* _Work to complete_
List every line in the entries below that contains the string "Trace".

Mask labeling entries:
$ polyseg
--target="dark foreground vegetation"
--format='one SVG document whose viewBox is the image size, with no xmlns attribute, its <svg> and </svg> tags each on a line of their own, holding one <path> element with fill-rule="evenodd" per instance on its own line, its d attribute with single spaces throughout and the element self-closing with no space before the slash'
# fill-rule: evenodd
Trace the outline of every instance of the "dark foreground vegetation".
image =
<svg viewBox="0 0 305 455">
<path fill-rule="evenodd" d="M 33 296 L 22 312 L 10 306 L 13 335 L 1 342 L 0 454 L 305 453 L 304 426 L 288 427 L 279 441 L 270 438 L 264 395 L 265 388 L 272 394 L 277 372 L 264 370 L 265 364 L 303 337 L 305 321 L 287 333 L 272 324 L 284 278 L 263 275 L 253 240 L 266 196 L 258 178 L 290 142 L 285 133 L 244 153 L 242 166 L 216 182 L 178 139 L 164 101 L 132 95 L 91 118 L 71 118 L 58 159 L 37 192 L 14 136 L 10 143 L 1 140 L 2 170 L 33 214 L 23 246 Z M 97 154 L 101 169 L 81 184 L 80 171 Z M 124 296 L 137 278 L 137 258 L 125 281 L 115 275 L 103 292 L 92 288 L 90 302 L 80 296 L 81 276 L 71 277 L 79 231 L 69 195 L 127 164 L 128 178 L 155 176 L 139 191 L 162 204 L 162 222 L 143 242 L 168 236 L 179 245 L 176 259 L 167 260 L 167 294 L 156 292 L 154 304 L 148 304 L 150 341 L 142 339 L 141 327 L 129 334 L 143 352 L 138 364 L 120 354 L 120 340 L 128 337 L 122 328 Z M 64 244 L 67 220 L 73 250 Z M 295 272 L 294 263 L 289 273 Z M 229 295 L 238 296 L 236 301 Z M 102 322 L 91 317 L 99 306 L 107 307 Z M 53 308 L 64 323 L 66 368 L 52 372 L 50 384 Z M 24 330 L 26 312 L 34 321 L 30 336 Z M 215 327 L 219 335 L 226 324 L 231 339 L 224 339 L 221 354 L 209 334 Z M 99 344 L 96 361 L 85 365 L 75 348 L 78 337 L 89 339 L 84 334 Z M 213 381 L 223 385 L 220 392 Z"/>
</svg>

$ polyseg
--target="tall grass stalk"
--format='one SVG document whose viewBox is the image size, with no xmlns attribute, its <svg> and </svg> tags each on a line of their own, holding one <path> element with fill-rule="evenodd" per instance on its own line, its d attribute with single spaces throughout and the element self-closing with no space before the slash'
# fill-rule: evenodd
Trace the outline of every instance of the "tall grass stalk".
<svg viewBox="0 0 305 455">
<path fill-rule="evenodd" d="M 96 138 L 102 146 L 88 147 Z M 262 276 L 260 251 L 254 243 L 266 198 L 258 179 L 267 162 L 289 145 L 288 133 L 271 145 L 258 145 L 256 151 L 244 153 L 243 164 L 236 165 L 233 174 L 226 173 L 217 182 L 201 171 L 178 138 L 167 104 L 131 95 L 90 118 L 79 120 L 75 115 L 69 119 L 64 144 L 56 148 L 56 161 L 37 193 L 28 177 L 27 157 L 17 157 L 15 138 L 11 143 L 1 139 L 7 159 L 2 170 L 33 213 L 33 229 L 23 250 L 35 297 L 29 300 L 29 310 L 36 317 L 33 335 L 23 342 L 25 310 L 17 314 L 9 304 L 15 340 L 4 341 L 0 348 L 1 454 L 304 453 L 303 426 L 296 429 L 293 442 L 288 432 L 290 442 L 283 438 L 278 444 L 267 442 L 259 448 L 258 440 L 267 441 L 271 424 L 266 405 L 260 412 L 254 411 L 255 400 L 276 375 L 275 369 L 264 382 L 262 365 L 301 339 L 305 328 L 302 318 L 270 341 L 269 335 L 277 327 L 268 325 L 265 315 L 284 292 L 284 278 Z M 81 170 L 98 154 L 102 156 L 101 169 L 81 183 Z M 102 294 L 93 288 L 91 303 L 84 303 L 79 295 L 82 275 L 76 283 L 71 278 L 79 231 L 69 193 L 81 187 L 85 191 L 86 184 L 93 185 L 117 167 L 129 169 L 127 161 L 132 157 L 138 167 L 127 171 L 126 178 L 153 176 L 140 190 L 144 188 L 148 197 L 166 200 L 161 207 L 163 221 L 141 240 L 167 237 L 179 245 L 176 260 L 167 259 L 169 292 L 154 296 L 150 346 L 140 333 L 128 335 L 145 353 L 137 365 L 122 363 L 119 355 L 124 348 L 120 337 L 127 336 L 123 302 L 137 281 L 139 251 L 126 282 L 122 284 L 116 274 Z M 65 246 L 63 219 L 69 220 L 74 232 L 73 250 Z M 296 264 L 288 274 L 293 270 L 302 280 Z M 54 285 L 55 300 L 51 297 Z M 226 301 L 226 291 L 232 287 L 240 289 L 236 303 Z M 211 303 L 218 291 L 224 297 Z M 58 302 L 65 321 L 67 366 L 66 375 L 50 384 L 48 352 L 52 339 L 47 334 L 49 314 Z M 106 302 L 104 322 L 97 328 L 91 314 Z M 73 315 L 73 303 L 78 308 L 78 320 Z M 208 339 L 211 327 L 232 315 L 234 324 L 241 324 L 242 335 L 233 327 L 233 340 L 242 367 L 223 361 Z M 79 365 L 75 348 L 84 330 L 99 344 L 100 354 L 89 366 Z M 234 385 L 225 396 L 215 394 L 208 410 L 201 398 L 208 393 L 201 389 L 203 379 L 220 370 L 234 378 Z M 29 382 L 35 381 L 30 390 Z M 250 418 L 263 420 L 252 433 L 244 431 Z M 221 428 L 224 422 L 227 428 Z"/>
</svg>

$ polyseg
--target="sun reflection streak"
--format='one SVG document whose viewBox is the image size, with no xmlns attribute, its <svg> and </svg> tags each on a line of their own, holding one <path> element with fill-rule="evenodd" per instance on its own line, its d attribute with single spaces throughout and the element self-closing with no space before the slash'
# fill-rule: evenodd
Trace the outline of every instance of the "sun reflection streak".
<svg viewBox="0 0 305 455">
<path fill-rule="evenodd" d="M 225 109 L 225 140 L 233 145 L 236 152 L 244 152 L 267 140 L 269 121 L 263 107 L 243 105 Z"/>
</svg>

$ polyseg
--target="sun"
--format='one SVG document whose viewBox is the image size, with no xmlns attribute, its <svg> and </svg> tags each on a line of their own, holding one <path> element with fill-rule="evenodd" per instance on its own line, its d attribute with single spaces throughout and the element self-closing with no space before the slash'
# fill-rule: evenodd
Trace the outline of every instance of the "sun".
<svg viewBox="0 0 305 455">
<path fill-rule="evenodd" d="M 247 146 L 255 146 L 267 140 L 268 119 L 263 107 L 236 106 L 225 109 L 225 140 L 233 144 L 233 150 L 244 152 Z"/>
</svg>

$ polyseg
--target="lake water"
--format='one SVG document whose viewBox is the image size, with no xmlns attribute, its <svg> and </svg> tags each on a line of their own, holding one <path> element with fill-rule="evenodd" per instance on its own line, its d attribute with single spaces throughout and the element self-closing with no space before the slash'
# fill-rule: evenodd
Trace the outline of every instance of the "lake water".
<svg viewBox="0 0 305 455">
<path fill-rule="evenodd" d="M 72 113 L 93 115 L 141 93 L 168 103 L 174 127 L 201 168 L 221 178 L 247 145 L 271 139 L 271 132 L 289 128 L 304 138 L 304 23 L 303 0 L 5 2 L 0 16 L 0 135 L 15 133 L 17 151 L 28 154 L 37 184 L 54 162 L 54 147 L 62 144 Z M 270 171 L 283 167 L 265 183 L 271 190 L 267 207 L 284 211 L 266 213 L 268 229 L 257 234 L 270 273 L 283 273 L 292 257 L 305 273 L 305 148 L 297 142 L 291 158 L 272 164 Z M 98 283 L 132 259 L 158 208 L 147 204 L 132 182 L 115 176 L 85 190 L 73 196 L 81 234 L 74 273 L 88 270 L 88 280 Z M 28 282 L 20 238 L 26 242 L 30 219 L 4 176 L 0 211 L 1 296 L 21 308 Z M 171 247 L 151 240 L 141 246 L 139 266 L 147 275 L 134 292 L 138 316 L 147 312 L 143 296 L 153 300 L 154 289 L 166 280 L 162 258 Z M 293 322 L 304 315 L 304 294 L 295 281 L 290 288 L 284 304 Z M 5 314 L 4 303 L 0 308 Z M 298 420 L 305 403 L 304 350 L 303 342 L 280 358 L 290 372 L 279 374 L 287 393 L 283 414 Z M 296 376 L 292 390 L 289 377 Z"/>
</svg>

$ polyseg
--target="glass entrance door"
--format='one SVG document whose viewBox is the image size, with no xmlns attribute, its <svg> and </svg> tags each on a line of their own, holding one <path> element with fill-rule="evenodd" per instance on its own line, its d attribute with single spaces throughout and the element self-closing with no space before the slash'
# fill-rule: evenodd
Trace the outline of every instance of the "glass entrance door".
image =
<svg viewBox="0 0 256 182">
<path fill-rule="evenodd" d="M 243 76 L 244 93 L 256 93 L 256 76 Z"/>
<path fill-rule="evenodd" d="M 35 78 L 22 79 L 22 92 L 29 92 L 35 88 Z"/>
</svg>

* _Worked solution_
Trace the outline of every instance of the "dark foreground vegetation".
Trace the outline of every instance of the "tall grass stalk".
Trace the outline of every instance of the "sun reflection streak".
Trace the outline of every instance of the "sun".
Trace the outline of every instance of the "lake water".
Trace the outline of every instance of the "glass entrance door".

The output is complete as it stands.